What you have to do. Reproduce every line of the records below verbatim, changing nothing.
___ Information given
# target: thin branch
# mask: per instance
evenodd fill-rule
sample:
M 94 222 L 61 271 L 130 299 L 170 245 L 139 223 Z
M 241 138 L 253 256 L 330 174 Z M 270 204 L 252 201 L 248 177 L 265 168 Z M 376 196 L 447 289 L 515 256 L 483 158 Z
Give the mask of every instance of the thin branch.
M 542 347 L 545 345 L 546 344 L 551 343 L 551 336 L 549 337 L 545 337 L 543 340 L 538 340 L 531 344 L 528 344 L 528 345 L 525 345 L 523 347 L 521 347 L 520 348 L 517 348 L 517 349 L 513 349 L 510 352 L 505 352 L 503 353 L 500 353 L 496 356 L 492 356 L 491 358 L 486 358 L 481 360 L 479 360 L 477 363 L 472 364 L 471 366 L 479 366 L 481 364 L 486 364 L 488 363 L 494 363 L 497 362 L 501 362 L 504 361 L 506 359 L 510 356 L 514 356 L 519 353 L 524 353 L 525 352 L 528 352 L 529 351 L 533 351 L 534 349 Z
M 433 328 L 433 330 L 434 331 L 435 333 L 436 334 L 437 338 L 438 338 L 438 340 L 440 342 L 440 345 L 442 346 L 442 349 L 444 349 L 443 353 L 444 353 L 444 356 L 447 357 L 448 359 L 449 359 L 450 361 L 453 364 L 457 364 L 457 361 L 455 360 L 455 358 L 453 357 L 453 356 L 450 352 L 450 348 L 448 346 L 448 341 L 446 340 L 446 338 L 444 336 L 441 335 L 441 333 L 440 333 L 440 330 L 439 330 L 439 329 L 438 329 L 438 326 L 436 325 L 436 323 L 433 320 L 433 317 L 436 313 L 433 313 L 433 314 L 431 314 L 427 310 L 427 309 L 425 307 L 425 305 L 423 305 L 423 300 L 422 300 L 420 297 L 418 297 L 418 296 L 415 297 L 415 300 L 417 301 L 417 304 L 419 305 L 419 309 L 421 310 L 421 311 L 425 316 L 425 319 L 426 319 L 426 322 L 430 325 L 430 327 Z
______
Task solution.
# target: thin branch
# mask: per instance
evenodd fill-rule
sample:
M 94 222 L 61 271 L 130 299 L 170 245 L 139 223 Z
M 241 138 L 253 256 L 330 174 Z M 270 204 L 252 201 L 248 177 L 265 168 Z M 376 196 L 447 289 L 515 256 L 483 158 Z
Give the mask of every instance of the thin branch.
M 542 347 L 545 345 L 546 344 L 551 343 L 551 336 L 549 337 L 545 337 L 543 340 L 538 340 L 531 344 L 528 344 L 528 345 L 525 345 L 523 347 L 521 347 L 520 348 L 517 348 L 517 349 L 513 349 L 510 352 L 505 352 L 503 353 L 500 353 L 496 356 L 492 356 L 491 358 L 486 358 L 481 360 L 479 360 L 477 363 L 472 364 L 471 366 L 479 366 L 481 364 L 486 364 L 488 363 L 494 363 L 497 362 L 501 362 L 504 361 L 506 359 L 510 356 L 514 356 L 519 353 L 524 353 L 525 352 L 528 352 L 529 351 L 533 351 L 534 349 Z
M 433 328 L 433 330 L 434 331 L 435 333 L 436 334 L 437 338 L 438 338 L 438 340 L 440 342 L 440 345 L 442 346 L 442 349 L 444 349 L 443 353 L 444 353 L 444 356 L 447 357 L 448 359 L 449 359 L 450 361 L 453 364 L 457 364 L 457 361 L 455 360 L 455 358 L 453 357 L 453 356 L 450 352 L 450 348 L 448 346 L 448 341 L 446 340 L 446 338 L 444 336 L 441 335 L 441 333 L 440 333 L 440 330 L 439 330 L 439 329 L 438 329 L 438 326 L 436 325 L 436 323 L 433 320 L 433 317 L 436 313 L 433 313 L 433 314 L 431 314 L 427 310 L 427 309 L 425 307 L 425 305 L 423 305 L 423 300 L 422 300 L 420 297 L 418 297 L 418 296 L 415 297 L 415 300 L 417 301 L 417 304 L 419 305 L 419 309 L 421 310 L 421 311 L 425 316 L 425 319 L 426 319 L 426 322 L 430 325 L 430 327 Z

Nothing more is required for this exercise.